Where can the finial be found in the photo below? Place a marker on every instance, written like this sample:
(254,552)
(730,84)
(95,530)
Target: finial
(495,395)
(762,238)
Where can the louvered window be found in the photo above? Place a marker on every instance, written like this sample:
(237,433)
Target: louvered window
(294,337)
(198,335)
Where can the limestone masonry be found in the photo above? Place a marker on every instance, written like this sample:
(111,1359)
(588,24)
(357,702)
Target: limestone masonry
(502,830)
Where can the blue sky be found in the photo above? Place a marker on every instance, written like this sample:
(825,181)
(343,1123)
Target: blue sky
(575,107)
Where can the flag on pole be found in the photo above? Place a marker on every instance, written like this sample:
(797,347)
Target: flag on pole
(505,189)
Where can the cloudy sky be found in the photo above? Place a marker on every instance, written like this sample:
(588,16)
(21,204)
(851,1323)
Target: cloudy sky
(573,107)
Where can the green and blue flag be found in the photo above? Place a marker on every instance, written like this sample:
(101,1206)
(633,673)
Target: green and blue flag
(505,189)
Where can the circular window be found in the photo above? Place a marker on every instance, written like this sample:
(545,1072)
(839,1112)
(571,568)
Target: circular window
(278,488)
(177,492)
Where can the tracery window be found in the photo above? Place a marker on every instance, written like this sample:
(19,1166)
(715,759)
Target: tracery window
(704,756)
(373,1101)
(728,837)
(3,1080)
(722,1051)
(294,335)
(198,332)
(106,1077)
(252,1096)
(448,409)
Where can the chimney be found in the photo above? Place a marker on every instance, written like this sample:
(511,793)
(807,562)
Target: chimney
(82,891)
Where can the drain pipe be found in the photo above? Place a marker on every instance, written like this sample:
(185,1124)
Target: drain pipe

:: YOUR GOAL ::
In the data above, find each line that uses the string "drain". Copy it.

:: TASK RESULT ::
Where can the drain pipe be found in the photo above? Place a marker on every instance, written like this sample:
Target: drain pipe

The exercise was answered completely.